___ Brano riportato ___

MONFALCONE. Nel principale cantiere navale italiano, la politica anti-islamica divide i lavoratori

🚧 LE MALETESTE 🚧

18 gen 2024

La cittadina, sede del più grande cantiere navale d'Europa, dove vorrebbero impedire l'attività di culto ai musulmani. La polizia locale nel Centro islamico di Monfalcone identifica anche i bambini.
di NICOLA QUONDAMATTEO e MARINELLA SALVI

Il caso Monfalcone


Nicola Quondamatteo

13 Gennaio 2024


Durante la conferenza stampa di fine anno, la Presidente del Consiglio Giorgia Meloni si è sentita rivolgere una domanda sul «caso» Monfalcone. Elisa Saltarelli, giornalista di Prima Pagina Tv, ha chiesto il parere della premier sul processo di islamizzazione in corso nella cittadina isontina, denunciato dalla sindaca salviniana Anna Cisint, al secondo mandato e in carica dal 2016.


Monfalcone, che ha di recente superato i 30.000 residenti, è approdata al centro dell’attenzione nazionale dopo la decisione della prima cittadina di impedire ai fedeli musulmani di poter svolgere l’attività di preghiera all’interno di due centri culturali islamici. Il provvedimento ha forse rappresentato il punto più alto di anni di politiche locali all’insegna del razzismo istituzionale, che hanno trasformato Monfalcone in un luogo di osservazione privilegiato per comprendere contraddizioni, pratiche discorsive, azioni amministrative e di policy della destra radicale con responsabilità di governo.

___

→ **Richiesta scritta 1**
Trascrivi dal brano su Monfalcone il tratto che comincia con "Durante la conferenza" e prosegue fino a "carica dal 2016.".

___ Voci elencate ___

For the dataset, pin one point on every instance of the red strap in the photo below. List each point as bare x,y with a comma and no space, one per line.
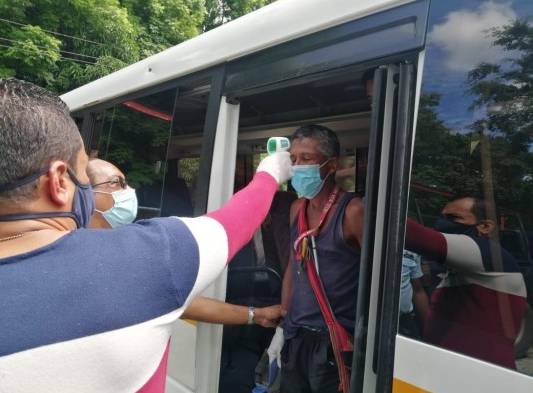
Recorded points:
300,245
340,339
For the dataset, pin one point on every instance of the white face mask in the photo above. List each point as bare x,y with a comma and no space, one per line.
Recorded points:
124,210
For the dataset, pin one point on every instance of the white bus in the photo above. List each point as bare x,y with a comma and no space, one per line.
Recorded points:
450,114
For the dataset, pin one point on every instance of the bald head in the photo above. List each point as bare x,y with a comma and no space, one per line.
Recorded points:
104,178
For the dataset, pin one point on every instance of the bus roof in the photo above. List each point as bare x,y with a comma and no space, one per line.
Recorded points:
278,22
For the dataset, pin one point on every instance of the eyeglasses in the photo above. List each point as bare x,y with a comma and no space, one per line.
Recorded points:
114,182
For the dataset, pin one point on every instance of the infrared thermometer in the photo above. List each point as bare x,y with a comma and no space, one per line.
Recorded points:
276,144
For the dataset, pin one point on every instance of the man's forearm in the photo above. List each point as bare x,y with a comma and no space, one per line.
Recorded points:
215,311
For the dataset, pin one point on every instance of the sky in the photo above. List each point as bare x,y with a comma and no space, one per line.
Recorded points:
458,40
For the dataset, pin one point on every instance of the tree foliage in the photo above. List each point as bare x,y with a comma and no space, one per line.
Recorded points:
61,45
450,160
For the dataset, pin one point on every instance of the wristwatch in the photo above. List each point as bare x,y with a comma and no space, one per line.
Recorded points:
251,315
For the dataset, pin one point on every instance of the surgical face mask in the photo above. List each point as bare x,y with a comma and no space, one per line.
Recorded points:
124,209
445,225
82,204
306,179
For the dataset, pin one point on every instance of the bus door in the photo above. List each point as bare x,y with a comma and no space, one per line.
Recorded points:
385,202
471,181
163,142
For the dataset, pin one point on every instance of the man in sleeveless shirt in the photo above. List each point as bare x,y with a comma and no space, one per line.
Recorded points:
307,362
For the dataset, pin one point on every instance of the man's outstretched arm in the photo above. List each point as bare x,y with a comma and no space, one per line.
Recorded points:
215,311
220,234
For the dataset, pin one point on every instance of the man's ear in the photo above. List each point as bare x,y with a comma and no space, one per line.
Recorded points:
59,186
486,227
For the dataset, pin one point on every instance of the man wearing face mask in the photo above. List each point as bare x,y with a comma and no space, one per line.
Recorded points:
92,310
116,205
478,307
334,219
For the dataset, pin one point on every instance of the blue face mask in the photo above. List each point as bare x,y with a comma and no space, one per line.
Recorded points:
124,209
306,179
82,204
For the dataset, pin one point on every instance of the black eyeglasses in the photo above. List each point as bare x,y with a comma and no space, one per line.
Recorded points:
114,182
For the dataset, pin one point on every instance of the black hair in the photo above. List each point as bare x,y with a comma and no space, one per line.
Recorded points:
328,142
36,128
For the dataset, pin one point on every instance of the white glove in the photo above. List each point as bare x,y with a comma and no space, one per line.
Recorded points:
278,165
275,347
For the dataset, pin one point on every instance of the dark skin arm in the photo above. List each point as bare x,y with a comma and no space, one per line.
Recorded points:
214,311
352,225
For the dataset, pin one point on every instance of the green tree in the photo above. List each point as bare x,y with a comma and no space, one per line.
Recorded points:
450,161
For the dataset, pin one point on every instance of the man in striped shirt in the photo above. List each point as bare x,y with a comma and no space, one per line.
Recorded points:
478,307
91,310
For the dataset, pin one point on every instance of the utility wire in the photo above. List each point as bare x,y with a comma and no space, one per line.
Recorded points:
49,31
44,47
60,57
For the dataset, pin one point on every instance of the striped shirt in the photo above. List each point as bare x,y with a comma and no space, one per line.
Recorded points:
92,311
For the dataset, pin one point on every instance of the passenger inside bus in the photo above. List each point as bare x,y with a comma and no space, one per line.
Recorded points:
116,205
466,308
308,358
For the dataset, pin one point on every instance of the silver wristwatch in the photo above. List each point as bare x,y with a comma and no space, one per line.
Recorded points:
251,315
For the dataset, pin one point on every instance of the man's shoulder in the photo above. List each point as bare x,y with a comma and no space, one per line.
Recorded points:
355,207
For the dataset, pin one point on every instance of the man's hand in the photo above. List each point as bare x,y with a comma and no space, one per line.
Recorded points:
268,316
275,347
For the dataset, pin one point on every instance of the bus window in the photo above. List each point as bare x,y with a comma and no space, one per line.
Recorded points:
180,191
472,185
135,136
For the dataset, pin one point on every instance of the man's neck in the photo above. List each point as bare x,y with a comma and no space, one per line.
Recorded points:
318,202
10,228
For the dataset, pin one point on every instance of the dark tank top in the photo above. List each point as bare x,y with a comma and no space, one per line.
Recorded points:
338,266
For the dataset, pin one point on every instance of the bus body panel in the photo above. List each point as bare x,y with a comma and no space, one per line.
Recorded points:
279,22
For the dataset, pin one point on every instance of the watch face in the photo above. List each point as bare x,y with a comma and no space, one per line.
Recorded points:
251,315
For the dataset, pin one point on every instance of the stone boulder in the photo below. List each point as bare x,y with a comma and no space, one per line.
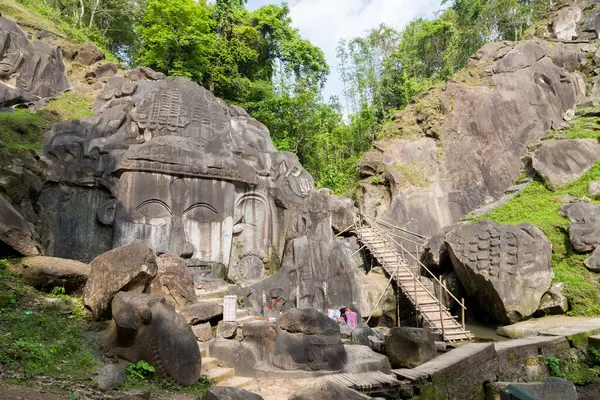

___

→ **Richiesta scritta 2**
Individua tutte le righe delle voci in cui compare la parola "striped", tenendo conto di maiuscole e minuscole.

→ **Risposta 1**
Durante la conferenza stampa di fine anno, la Presidente del Consiglio Giorgia Meloni si è sentita rivolgere una domanda sul «caso» Monfalcone. Elisa Saltarelli, giornalista di Prima Pagina Tv, ha chiesto il parere della premier sul processo di islamizzazione in corso nella cittadina isontina, denunciato dalla sindaca salviniana Anna Cisint, al secondo mandato e in carica dal 2016.

→ **Risposta 2**
For the dataset, pin one point on every instance of the man in striped shirt in the photo above. List each point as bare x,y with a comma and no space, one per line.
For the dataset, pin one point on every instance of the striped shirt in the photo above. List each point as bare x,y with a comma and no space, one per line.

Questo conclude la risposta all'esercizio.